When you reach the line that contains "of the modern" in the entries below, begin returning lines exactly as written and continue through the last one.
════════════════════
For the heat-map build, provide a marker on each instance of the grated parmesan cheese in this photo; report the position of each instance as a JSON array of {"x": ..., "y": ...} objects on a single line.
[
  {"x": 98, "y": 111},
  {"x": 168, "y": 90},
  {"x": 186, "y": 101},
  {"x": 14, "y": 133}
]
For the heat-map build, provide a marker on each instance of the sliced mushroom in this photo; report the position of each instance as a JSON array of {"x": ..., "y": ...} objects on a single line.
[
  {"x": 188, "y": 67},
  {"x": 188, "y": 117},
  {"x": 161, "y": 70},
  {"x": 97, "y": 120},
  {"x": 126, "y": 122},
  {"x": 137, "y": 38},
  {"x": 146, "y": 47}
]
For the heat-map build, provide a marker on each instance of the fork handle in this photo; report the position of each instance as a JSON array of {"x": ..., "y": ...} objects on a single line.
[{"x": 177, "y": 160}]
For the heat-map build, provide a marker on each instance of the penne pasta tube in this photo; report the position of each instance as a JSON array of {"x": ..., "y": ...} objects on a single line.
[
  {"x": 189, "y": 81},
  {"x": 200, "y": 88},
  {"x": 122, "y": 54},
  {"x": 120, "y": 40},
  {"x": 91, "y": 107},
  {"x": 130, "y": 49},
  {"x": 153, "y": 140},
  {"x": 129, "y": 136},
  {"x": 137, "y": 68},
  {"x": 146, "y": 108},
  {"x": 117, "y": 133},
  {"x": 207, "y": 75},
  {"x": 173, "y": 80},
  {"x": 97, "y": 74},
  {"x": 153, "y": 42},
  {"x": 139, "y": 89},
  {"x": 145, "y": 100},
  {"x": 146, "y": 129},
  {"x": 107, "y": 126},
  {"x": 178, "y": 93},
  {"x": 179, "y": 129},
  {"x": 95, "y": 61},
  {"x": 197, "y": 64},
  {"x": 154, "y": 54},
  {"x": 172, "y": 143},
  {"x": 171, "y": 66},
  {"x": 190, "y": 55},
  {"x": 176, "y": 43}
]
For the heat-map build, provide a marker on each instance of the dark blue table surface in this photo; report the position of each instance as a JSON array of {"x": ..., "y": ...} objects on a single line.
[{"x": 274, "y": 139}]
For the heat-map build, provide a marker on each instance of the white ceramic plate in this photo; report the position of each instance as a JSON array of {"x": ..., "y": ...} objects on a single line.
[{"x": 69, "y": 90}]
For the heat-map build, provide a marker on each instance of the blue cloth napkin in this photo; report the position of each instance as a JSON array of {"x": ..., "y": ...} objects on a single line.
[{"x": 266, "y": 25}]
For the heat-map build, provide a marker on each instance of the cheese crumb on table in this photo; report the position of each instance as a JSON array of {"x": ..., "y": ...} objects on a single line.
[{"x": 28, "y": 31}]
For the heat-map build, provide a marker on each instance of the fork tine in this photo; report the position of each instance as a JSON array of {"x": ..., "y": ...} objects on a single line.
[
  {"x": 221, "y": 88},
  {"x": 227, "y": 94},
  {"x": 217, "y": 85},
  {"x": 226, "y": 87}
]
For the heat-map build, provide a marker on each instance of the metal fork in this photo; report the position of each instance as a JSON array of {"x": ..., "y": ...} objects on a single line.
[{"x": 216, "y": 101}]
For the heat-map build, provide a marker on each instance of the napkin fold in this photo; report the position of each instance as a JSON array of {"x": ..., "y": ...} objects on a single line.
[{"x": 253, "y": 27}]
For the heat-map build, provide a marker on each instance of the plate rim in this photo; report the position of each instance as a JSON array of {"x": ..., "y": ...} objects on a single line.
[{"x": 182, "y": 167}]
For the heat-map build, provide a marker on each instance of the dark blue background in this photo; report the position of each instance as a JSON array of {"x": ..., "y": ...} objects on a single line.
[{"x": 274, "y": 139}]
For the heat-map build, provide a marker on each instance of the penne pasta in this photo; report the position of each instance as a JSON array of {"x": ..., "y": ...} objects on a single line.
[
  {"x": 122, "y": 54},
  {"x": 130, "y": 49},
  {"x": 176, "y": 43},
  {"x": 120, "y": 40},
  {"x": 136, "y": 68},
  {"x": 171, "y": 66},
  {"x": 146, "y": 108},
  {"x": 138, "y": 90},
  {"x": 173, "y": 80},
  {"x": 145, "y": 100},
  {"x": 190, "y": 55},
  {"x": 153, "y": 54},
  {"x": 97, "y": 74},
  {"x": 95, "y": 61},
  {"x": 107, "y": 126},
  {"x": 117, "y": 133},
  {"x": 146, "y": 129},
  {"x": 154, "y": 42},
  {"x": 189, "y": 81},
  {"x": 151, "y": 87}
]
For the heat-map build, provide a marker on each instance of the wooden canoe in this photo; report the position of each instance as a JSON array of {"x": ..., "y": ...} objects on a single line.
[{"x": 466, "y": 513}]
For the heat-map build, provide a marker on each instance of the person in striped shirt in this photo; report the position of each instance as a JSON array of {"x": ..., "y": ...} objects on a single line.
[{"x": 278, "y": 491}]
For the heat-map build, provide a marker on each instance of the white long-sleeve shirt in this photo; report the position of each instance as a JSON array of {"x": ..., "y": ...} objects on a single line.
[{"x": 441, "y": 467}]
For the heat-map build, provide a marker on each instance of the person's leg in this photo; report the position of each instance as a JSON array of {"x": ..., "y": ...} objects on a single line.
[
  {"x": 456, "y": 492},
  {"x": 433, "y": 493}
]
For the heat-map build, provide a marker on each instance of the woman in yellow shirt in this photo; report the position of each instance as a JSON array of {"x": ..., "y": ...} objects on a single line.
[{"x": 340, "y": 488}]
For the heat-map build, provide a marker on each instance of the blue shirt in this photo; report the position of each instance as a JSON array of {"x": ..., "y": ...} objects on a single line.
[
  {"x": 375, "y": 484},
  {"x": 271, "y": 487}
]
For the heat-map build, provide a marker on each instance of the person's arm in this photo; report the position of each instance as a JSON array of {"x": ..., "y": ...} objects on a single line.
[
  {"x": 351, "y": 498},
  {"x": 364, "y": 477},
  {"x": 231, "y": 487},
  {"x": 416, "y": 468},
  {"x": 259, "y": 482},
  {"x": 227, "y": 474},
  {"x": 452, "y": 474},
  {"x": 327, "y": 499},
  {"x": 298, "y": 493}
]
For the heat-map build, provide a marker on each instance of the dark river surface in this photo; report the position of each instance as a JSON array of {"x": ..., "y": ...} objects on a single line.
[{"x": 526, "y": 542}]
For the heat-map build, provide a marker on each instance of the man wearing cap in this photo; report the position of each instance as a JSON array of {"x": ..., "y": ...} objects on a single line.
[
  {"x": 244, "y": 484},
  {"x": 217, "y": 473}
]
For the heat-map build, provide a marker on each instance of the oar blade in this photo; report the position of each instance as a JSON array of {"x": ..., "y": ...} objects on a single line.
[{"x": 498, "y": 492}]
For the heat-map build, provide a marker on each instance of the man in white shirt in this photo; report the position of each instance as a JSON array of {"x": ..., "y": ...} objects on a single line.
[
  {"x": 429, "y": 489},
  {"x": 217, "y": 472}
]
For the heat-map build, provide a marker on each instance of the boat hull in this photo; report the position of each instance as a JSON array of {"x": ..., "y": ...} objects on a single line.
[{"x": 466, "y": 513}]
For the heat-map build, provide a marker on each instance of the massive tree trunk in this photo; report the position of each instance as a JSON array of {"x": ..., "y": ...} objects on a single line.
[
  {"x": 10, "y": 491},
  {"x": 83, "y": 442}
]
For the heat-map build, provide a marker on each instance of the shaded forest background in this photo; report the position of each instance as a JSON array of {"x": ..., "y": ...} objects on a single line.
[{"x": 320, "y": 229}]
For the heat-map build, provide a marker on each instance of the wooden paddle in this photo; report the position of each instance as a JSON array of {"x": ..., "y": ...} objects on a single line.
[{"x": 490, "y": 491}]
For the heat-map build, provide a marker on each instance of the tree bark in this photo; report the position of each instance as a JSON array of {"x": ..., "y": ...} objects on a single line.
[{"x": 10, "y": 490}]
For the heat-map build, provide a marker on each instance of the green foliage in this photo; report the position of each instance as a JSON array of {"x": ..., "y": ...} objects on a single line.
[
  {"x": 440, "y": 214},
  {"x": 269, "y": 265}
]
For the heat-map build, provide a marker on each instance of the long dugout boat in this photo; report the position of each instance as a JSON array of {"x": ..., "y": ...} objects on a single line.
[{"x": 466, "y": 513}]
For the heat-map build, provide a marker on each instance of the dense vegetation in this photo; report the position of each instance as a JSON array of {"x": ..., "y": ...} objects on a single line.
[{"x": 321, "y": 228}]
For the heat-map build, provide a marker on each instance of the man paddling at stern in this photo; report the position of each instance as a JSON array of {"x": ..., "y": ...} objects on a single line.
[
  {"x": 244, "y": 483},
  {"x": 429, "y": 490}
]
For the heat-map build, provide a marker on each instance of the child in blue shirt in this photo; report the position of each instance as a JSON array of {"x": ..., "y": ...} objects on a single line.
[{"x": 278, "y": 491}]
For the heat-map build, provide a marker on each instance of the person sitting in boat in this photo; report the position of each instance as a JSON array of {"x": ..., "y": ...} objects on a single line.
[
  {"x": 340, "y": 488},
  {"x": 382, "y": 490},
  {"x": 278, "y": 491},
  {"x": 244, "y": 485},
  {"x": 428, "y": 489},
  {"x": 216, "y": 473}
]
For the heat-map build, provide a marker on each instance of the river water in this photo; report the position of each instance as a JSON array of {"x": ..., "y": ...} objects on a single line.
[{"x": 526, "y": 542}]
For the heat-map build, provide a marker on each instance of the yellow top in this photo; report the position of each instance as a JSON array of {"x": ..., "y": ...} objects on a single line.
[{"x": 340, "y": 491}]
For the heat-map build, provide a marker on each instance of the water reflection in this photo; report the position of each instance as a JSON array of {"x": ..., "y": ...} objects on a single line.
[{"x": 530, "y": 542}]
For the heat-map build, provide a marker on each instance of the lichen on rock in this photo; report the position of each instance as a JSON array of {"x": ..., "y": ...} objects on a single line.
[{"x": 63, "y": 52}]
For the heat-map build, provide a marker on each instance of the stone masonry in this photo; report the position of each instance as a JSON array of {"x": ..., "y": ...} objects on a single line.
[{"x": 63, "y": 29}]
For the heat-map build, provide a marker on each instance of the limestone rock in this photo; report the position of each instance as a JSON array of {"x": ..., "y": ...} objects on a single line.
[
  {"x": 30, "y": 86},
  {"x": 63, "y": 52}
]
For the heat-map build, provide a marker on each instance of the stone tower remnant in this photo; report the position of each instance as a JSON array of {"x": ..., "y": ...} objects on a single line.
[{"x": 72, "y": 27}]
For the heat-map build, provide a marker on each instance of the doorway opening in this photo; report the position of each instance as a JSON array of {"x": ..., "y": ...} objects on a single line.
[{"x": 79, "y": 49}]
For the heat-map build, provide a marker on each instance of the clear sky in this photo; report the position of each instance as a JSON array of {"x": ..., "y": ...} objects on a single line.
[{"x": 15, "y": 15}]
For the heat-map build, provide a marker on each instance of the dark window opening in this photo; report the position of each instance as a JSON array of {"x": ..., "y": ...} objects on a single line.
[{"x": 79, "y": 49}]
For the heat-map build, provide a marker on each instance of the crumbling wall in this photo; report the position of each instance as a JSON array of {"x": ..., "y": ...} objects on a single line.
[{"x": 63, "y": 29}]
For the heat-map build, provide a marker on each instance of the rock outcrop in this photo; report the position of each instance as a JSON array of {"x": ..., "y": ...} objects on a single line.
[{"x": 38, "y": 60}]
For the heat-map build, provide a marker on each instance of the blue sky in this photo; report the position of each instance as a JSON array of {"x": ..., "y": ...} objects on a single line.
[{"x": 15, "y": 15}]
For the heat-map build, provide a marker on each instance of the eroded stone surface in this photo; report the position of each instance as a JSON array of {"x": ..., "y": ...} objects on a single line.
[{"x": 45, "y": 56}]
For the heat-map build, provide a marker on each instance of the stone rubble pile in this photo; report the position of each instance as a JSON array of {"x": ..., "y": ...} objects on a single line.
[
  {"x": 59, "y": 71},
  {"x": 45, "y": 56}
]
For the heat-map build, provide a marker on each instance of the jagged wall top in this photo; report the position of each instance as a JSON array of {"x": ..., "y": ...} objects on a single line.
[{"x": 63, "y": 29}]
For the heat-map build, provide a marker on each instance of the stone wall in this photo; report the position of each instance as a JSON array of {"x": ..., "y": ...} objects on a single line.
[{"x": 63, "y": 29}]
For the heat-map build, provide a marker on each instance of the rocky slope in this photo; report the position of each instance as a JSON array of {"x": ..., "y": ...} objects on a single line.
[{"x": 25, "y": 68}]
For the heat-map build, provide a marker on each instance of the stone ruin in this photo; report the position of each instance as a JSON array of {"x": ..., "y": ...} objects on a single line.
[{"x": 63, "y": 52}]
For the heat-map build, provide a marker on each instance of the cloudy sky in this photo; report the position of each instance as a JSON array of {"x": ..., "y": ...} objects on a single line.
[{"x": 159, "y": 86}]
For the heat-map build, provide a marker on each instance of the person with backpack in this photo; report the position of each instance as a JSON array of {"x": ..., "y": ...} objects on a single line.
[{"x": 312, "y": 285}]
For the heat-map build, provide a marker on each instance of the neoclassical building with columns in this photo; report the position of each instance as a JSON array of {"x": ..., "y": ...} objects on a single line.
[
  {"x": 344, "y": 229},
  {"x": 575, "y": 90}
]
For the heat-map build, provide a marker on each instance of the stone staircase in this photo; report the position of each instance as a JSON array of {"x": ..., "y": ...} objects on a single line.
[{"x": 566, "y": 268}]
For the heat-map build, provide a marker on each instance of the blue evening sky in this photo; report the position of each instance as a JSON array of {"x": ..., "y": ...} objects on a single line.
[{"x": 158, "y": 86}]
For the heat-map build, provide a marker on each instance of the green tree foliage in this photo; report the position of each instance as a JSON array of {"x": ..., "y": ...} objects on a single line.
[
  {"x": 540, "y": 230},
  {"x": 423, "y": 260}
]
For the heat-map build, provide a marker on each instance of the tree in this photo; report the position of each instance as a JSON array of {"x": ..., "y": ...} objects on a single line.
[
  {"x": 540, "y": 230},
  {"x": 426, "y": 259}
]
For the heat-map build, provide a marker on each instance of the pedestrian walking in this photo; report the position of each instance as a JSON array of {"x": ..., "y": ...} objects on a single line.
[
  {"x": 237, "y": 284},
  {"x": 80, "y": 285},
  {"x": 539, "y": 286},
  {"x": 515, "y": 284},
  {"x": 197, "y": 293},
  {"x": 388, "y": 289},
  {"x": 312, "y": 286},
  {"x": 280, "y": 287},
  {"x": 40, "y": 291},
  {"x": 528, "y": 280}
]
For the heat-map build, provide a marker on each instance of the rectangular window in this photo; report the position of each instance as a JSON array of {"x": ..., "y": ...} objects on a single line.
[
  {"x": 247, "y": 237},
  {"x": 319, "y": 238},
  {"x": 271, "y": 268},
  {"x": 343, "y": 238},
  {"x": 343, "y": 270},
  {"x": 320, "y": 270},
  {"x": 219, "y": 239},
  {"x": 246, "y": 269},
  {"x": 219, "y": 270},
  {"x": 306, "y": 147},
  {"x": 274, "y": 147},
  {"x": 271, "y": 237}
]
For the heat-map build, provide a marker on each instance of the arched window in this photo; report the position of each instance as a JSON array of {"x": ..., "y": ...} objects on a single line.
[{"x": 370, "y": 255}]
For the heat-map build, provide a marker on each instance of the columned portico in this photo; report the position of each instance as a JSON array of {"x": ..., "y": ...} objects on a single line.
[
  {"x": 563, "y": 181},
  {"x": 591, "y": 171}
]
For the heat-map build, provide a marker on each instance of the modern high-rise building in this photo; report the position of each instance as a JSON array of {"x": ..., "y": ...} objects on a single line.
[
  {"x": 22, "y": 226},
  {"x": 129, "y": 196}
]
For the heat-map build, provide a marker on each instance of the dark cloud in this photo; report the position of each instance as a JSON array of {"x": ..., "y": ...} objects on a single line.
════════════════════
> Expected answer:
For the heat-map build, provide a marker on each instance of the modern high-rise building in this photo; report the position of each instance as a JSON array of {"x": ..., "y": ...} objects on a single line.
[
  {"x": 22, "y": 226},
  {"x": 129, "y": 196}
]
For the heat-map build, provide a marker on each instance of the dark cloud in this photo; report the position of each instance as a JSON array of {"x": ..., "y": ...} objects on a single line.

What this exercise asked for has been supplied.